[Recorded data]

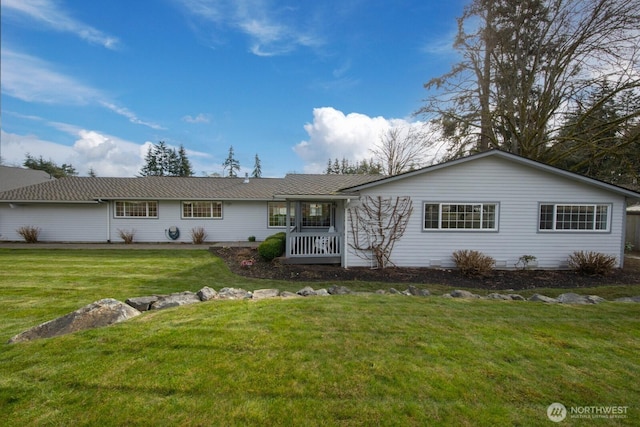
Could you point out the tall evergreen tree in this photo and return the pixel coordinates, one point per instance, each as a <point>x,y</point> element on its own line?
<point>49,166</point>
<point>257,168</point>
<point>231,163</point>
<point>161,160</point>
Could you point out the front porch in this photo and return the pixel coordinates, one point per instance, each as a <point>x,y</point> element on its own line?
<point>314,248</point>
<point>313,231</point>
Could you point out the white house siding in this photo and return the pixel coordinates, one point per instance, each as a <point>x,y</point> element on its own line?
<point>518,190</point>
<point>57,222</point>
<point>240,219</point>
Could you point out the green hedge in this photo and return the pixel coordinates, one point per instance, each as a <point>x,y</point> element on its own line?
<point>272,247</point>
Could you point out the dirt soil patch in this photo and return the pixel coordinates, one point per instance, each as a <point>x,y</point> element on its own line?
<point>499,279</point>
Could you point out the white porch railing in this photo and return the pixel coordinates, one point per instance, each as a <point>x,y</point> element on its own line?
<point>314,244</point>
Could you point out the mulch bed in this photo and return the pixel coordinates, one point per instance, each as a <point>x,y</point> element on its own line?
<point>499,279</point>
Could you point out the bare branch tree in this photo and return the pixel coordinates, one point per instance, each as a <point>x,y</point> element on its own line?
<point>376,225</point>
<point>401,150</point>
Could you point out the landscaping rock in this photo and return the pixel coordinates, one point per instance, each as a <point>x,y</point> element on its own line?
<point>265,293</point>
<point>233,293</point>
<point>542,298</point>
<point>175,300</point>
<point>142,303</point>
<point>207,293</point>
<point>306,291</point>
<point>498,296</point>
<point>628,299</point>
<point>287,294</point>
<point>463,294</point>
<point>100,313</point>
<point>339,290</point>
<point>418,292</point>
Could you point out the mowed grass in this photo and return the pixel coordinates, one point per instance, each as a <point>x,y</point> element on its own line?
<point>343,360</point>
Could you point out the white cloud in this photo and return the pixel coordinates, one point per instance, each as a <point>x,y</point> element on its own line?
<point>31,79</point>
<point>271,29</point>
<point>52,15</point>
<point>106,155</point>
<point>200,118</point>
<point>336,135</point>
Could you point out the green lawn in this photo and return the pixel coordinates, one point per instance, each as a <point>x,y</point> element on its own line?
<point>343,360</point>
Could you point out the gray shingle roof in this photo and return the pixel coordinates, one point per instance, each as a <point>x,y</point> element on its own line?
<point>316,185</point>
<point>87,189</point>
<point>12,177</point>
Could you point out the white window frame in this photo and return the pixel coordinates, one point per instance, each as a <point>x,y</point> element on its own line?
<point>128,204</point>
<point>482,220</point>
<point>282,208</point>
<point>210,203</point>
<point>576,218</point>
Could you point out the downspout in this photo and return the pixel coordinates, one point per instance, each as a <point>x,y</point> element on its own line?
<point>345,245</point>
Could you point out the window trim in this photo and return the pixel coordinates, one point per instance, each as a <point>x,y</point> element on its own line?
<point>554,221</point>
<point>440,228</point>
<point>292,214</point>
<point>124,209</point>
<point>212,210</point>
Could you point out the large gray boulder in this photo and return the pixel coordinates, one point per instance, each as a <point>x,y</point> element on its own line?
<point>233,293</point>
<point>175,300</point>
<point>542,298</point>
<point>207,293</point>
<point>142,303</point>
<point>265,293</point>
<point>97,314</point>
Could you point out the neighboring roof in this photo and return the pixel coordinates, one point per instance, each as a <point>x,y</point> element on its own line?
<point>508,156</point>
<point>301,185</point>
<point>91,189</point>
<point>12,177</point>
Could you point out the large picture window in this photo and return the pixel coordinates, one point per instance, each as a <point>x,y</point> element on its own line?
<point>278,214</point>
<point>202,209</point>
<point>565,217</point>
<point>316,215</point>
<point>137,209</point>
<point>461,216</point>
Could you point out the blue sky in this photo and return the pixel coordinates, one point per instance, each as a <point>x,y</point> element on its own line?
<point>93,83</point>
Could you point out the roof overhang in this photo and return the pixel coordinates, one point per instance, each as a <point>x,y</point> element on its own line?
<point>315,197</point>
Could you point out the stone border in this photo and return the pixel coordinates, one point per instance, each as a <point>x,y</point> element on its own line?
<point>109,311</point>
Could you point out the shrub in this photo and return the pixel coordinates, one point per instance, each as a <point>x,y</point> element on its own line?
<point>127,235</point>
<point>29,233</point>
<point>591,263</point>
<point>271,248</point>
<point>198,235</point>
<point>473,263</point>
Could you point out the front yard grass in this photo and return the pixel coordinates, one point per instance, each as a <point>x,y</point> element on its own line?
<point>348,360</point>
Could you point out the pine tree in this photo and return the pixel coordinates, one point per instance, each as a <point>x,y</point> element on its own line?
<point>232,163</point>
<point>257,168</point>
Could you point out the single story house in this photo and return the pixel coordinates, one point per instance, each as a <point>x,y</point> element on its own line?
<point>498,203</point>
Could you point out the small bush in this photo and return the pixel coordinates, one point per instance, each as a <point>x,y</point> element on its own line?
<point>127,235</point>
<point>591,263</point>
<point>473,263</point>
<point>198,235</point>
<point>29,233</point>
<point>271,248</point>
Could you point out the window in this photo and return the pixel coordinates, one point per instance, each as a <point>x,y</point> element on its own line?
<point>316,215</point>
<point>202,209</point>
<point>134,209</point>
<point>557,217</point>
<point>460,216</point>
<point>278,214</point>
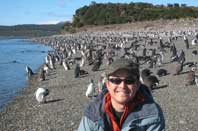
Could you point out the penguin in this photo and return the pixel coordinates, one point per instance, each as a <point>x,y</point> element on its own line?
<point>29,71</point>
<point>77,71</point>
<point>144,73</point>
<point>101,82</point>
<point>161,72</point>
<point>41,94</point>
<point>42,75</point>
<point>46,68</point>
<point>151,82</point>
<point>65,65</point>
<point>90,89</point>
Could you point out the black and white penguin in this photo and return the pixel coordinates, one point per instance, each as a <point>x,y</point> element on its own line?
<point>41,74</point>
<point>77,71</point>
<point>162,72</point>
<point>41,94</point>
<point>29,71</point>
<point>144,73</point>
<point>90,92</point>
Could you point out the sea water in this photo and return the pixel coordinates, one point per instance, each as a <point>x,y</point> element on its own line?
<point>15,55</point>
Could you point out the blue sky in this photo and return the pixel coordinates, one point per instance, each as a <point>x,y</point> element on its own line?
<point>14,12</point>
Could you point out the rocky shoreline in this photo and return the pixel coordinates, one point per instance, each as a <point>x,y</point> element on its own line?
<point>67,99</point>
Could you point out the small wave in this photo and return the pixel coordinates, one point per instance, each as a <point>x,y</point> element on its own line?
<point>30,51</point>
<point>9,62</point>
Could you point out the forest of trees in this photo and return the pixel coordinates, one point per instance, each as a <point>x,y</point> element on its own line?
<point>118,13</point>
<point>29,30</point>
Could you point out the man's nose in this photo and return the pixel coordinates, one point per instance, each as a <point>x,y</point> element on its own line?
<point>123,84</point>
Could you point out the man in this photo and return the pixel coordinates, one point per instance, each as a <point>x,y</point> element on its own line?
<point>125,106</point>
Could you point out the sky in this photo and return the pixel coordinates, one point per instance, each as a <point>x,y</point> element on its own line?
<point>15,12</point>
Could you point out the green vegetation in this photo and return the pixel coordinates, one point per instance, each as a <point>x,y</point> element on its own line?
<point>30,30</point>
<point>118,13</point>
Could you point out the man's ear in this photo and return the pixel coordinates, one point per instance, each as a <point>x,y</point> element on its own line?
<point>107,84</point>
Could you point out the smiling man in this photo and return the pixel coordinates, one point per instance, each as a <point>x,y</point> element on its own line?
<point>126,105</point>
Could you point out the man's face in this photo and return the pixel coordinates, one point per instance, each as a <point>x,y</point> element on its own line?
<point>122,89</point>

* * *

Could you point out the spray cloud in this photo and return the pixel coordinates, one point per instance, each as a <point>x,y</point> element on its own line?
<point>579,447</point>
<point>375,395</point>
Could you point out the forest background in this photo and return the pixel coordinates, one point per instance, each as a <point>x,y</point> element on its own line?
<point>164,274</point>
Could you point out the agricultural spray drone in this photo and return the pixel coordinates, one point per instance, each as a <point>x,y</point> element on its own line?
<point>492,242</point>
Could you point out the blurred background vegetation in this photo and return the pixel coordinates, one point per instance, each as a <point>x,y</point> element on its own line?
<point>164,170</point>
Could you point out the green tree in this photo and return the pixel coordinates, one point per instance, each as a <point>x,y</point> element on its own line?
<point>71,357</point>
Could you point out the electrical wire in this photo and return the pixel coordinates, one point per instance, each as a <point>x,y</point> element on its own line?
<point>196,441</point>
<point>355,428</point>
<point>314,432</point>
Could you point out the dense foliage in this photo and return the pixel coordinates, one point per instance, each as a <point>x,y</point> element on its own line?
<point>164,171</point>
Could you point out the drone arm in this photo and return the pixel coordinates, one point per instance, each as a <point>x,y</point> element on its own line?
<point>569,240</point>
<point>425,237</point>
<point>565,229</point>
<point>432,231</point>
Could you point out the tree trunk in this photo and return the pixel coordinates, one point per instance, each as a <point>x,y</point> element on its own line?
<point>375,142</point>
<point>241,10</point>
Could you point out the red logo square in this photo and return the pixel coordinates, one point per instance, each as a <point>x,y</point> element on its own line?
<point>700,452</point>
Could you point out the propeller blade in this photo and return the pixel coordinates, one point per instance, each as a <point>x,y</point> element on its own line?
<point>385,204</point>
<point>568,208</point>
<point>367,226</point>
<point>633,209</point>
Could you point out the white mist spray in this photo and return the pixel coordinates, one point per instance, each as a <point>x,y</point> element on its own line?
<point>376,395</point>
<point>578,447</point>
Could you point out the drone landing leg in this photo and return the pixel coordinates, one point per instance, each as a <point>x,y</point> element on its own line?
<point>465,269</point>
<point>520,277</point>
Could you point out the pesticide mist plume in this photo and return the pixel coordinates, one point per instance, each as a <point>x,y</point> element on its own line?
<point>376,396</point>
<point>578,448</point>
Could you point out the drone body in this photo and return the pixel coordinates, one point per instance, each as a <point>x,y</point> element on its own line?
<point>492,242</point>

▸ Given problem:
Repeat the entries above from the line with "Could you point out the tall" to the line with "<point>418,292</point>", both included, and nothing else.

▸ Answer to the problem:
Could you point out the tall evergreen tree in this photo and return the pixel coordinates, one point per instance, each as a <point>x,y</point> element on its own line?
<point>49,166</point>
<point>257,168</point>
<point>231,163</point>
<point>161,160</point>
Could you point out the front porch in this photo and return the pixel coordinates, one point per instance, each as a <point>x,y</point> element on its own line?
<point>314,248</point>
<point>313,231</point>
Could you point out the white house siding in this photo and return the pixel coordinates, one point per instance, each as a <point>x,y</point> element on its own line?
<point>518,190</point>
<point>57,222</point>
<point>240,219</point>
Could you point out the green hedge in this photo and return the pixel coordinates, one point per instance, each as a <point>x,y</point> element on its own line?
<point>272,247</point>
Could you point out the dirt soil patch in this photo and return the pixel coordinates, one point per instance, each as a <point>x,y</point> element on its own line?
<point>499,279</point>
Could you point out the white porch railing in this photo and return the pixel coordinates, one point per instance, each as a <point>x,y</point> element on its own line?
<point>314,244</point>
Could you point out the mulch bed in this photo and return the pixel coordinates, one point per instance, each as a <point>x,y</point> element on its own line?
<point>499,279</point>
Could you point out the bare branch tree in this photo and return the pixel coordinates, one point per instance, each as a <point>x,y</point> element on its own line?
<point>376,225</point>
<point>401,150</point>
Could you point out the landscaping rock in this photo and return the pixel coordinates, one point per instance, each as a <point>x,y</point> element on its own line?
<point>265,293</point>
<point>233,293</point>
<point>542,298</point>
<point>175,300</point>
<point>142,303</point>
<point>207,293</point>
<point>306,291</point>
<point>498,296</point>
<point>628,299</point>
<point>287,294</point>
<point>463,294</point>
<point>100,313</point>
<point>339,290</point>
<point>418,292</point>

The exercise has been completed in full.